(Collected data entries)
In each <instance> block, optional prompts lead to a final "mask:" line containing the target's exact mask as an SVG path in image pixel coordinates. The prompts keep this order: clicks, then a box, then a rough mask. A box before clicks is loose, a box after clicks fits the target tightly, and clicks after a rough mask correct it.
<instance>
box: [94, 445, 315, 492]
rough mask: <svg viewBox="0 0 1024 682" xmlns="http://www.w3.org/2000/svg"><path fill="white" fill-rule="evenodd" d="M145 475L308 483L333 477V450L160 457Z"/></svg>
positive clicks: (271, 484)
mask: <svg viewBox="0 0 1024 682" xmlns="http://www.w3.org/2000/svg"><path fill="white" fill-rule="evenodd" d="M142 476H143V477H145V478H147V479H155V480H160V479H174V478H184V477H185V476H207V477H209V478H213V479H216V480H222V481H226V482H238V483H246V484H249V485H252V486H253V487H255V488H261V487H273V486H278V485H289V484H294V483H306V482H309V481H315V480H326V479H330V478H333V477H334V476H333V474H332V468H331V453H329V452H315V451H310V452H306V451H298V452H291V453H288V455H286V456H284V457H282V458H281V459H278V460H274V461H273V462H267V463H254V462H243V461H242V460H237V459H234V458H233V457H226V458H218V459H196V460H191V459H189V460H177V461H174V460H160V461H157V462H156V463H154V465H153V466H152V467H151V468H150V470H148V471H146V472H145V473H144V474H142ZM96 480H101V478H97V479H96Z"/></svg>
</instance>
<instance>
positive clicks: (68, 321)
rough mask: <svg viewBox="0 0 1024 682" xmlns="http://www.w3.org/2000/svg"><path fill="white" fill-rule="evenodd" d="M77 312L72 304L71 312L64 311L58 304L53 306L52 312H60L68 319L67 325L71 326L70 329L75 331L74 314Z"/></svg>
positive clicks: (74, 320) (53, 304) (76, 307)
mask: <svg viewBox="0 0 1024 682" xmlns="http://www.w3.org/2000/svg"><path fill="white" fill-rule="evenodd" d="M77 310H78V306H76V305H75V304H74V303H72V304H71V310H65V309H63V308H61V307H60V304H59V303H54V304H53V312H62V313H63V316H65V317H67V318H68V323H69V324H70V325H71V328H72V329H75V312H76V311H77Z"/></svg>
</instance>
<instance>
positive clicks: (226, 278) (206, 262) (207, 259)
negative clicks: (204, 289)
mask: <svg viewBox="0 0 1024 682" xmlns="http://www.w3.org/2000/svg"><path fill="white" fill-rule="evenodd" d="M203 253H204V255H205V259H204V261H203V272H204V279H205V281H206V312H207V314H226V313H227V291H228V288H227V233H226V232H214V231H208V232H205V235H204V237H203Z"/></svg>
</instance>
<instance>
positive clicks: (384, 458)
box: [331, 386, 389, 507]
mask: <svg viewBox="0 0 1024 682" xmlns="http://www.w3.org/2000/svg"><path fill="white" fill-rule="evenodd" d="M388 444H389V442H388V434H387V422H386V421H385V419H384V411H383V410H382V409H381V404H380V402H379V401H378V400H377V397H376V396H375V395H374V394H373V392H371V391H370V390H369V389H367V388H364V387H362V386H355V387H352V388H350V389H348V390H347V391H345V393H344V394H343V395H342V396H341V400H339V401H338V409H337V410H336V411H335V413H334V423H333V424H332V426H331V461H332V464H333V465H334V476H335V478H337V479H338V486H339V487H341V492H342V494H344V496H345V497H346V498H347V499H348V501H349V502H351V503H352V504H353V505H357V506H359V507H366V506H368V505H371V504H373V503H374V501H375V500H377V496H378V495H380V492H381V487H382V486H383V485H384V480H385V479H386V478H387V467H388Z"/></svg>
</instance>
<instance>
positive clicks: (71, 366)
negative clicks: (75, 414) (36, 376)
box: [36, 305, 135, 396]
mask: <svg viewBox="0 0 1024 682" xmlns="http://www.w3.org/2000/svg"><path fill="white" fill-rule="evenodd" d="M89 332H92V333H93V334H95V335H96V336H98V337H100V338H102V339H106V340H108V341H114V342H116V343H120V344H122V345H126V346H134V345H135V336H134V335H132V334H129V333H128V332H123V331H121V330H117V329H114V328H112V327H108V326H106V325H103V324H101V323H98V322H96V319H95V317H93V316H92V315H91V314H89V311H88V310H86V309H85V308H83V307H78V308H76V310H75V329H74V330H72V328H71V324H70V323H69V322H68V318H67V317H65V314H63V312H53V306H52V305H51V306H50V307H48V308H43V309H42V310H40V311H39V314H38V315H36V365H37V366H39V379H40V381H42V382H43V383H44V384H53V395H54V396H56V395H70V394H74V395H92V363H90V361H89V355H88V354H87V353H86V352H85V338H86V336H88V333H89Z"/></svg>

> _Work item_
Transcribe the records above from the line holding "positive clicks: (71, 366)" down to the line holding "negative clicks: (75, 414) (36, 376)", inclusive, without adding anything.

> _Exercise answer_
positive clicks: (71, 366)
negative clicks: (75, 414) (36, 376)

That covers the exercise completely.